-- start GIVEN PASSAGE --

Fri. Nov 18th, 2022

Australias most decorated living soldier Ben Roberts-Smith has confirmed his own conduct is being investigated in a bombshell report to be released next week.The SAS hero, who was awarded the Victoria Cross in 2011 for bravery under fire during his fifth tour of Afghanistan, has strongly denied any wrongdoing.
In a statement, Mr Roberts-Smith said he welcomed the appointment of a special investigator to test the claims.
“I welcome the announcement today by the Prime Minister and the Minister for Defence which has for the first time accurately clarified that it was no part of the Inspector-General of the Australian Defence Force’s (IGADF) remit to make any findings of fact in relation to rumours concerning special forces soldiers,” he said.
“It is heartening to hear that these matters, which have been the subject of rumours for years, will now be examined by a Special Investigator’s Office with expertise and experience to consider evidence not rumours and make decisions based on evidence rather than on unsubstantiated rumours.

-- end GIVEN PASSAGE --

▶ WHAT NEEDS TO BE DONE: Extend the news story above about Ben Roberts-Smith and the investigation into his conduct, picking up right after its final sentence.

-- start INFORMATION SHOWN --

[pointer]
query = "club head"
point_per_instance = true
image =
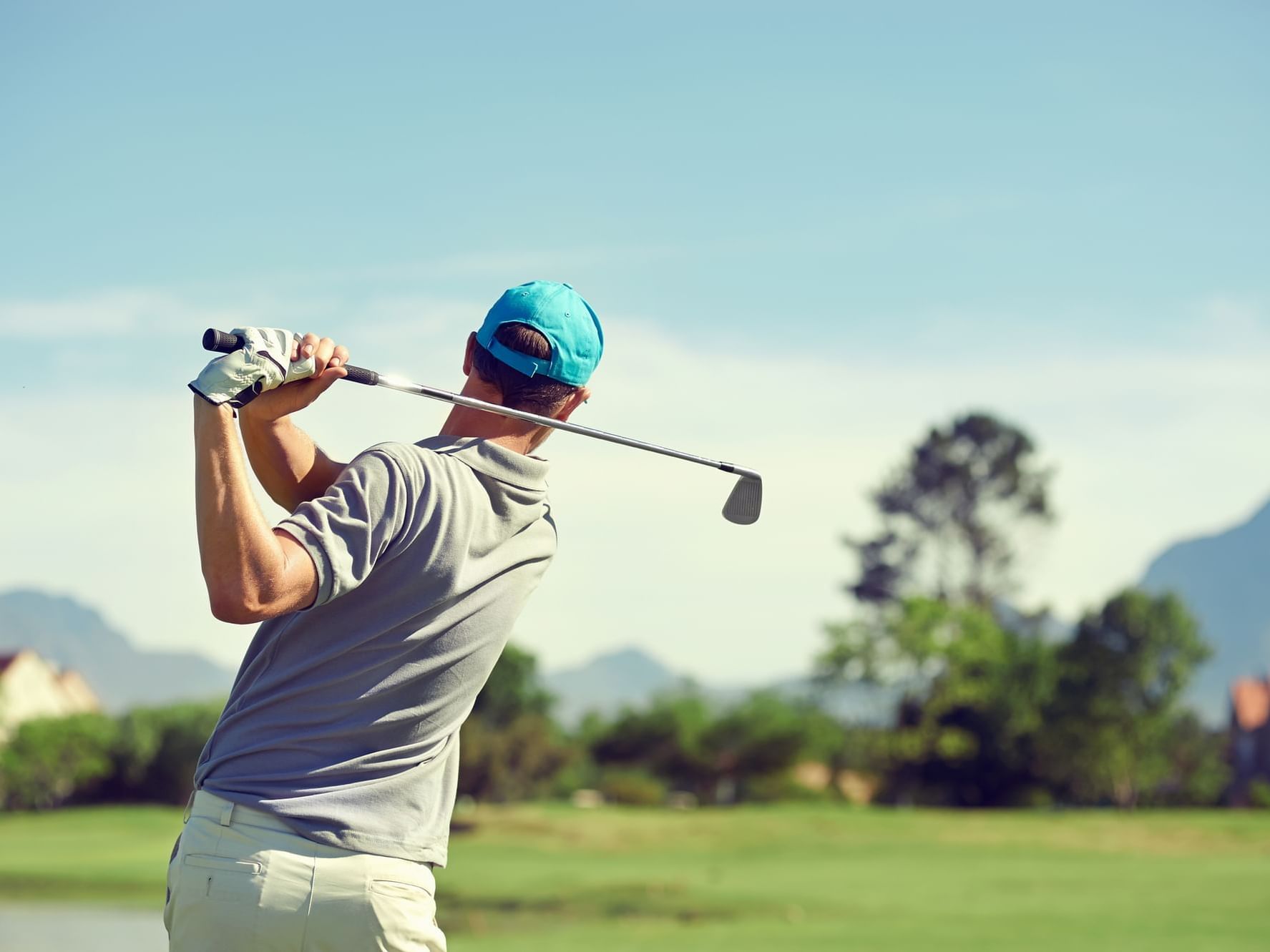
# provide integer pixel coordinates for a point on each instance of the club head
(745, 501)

-- end INFORMATION SHOWN --
-- start INFORMATION SHOWN --

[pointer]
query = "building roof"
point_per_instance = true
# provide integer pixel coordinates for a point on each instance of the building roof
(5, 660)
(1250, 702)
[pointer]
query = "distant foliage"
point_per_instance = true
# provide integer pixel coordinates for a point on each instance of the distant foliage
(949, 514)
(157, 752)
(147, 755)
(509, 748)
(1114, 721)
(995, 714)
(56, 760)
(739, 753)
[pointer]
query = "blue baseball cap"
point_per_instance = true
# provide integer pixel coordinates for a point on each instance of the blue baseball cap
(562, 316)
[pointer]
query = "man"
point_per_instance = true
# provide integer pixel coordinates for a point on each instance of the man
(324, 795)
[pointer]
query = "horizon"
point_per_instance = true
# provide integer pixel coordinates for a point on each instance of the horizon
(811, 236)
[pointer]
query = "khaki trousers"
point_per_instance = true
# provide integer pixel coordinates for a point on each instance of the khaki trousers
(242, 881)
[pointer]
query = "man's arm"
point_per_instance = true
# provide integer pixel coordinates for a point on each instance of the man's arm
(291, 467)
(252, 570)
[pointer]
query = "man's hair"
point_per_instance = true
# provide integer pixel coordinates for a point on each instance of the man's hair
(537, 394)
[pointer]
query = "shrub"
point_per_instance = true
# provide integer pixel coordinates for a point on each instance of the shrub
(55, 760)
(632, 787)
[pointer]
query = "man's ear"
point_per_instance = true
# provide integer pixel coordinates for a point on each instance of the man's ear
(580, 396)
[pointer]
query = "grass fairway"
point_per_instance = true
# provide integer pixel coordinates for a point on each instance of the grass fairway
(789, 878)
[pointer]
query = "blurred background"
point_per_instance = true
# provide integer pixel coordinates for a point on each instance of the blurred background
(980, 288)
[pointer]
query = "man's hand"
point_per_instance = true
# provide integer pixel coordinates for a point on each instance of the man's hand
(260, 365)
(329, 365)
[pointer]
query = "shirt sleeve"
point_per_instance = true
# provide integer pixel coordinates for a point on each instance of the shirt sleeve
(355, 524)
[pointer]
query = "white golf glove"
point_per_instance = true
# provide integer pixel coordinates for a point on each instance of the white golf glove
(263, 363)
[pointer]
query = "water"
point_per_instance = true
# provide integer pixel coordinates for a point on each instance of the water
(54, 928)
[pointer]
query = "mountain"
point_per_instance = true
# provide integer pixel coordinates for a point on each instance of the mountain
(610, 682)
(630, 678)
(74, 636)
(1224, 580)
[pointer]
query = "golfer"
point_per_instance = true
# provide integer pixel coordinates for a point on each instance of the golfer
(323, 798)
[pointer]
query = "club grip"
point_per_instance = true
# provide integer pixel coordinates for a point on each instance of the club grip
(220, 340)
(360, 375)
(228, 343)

-- end INFORMATION SHOWN --
-- start INFORMATION SHOWN --

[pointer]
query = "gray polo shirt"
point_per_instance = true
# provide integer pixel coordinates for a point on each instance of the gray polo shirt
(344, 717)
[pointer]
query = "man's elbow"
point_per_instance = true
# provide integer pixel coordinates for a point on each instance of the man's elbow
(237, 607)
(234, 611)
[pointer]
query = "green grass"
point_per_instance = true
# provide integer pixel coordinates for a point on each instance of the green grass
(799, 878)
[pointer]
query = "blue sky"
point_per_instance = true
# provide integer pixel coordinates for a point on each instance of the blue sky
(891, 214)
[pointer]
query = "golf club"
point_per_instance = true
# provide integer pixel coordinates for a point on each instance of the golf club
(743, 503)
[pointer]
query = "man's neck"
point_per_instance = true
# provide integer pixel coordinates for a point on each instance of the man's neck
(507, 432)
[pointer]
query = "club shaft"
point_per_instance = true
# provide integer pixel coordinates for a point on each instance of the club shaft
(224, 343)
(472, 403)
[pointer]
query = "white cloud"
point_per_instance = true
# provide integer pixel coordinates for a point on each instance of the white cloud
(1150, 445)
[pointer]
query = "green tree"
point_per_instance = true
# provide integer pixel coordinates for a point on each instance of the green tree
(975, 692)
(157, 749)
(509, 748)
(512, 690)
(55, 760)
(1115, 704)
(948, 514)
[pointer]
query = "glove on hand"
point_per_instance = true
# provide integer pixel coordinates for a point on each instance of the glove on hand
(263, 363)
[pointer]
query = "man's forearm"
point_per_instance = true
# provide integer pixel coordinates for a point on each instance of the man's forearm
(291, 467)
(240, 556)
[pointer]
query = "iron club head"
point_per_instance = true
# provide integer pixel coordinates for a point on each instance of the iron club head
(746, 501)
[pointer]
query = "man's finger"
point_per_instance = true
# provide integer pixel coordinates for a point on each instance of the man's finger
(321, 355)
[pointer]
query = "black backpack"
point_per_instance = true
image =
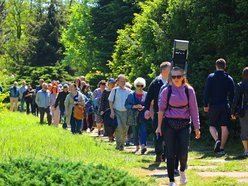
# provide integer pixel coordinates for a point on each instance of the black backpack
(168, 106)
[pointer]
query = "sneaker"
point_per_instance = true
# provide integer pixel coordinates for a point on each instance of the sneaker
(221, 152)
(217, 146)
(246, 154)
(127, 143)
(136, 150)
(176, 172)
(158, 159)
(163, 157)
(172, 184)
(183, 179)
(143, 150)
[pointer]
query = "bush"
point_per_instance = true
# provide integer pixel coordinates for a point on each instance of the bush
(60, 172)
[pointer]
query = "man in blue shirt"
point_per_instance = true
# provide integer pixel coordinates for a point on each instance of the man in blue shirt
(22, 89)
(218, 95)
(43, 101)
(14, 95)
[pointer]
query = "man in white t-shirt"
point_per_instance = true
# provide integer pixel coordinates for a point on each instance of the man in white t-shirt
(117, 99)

-- end INFORMATION SHOWN --

▶ EXERCISE RESPONSE:
“It is regrettable that the IGADF Inquiry took such an extraordinarily long time to be finalised. While I appreciate the complexity of the task ahead for the Special Investigator, I am hopeful that this next phase will be completed as expeditiously as possible so that all the
current and former special forces soldiers who have been deeply impacted by the Inquiry process can move on with their lives.”
The 42-year-old former soldier, who left the Army as a Corporal in 2013, is involved in a long-running defamation case involving Fairfax and the Nine network.
“I would also like to take this opportunity to correct the false claims repeatedly made in the Nine press that the IGADF Inquiry referred any matter about me to the AFP for investigation,” he said.
“That is untrue. As the Federal Court heard on 8 October 2020 in my defamation proceedings against Nine, the AFP investigations were commenced in May 2018 following a referral from a member of the Melbourne media.”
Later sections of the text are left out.